(Point localization data)
· · · · · · ·

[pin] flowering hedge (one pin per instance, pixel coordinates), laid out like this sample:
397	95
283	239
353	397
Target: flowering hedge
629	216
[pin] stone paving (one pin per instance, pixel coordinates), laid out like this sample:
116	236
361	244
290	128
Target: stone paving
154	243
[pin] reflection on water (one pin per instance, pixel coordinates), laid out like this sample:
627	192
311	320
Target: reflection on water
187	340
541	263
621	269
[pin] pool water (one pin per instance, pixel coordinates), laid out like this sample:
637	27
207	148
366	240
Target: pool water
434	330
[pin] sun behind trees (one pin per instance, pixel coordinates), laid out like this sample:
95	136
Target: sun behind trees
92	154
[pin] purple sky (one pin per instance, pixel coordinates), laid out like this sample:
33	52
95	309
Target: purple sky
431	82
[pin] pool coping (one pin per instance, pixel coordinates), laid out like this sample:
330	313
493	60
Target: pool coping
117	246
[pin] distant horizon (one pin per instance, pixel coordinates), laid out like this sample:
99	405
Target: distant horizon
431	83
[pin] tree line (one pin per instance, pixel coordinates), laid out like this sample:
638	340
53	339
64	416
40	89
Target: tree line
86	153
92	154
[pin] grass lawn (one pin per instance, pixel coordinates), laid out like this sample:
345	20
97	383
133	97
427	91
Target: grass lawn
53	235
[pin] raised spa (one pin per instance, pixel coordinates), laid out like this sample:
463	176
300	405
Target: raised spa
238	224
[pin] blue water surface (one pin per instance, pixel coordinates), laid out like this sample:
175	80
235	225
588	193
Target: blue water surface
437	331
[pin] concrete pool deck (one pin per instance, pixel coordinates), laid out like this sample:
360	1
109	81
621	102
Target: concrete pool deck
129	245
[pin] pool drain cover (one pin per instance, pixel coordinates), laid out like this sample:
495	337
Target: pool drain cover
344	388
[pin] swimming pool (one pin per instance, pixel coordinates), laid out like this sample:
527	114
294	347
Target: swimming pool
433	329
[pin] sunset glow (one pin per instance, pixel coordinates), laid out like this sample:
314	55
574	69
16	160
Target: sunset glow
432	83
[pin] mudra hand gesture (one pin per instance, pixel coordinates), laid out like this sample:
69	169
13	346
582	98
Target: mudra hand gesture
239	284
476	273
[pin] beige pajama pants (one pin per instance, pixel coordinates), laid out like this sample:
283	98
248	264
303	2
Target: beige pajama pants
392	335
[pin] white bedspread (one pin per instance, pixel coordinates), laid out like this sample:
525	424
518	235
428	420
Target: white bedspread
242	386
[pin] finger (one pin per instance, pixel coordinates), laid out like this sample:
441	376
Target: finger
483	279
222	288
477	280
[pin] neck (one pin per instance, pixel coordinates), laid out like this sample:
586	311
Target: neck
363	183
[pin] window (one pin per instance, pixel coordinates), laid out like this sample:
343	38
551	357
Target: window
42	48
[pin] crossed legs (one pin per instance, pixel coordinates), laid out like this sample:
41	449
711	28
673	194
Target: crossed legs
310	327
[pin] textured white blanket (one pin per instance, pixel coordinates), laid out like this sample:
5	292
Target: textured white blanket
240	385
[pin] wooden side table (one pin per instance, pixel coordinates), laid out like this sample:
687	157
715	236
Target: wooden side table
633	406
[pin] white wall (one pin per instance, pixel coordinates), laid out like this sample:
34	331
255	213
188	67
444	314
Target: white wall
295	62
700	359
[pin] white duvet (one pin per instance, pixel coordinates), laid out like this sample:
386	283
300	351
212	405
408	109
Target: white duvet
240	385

· · · · · · ·

Problem description: Repeat the data above starting at the line with "Target: finger" and ending at its last line, exactly, with no other lines.

Answer for the task:
Target: finger
483	279
222	288
477	280
[pin] neck (one pin per instance, pixel coordinates), laid out like this sample:
586	311
Target: neck
363	183
[pin] window (one pin per instance, pixel coordinates), laid out like this sample:
343	38
551	357
Target: window
42	48
[pin] crossed legs (one pin per instance, pixel coordinates), laid out like this sample:
41	449
711	28
673	194
Target: crossed legs
310	327
[pin] textured white blanket (one pin per instance, pixel coordinates), laid out like this sample:
5	292
Target: textured white blanket
240	385
[pin] wooden side table (one pin per instance, pixel coordinates), laid out like this sample:
687	157
715	236
Target: wooden side table
633	406
[pin] white wall (one pin per instance, pixel coordinates), laid out like this sample:
34	331
255	213
188	67
444	314
Target: white wall
295	62
700	359
[pin] white duvet (one pin per instance, pixel coordinates), laid out like this sample:
386	283
300	351
212	405
408	109
Target: white duvet
240	385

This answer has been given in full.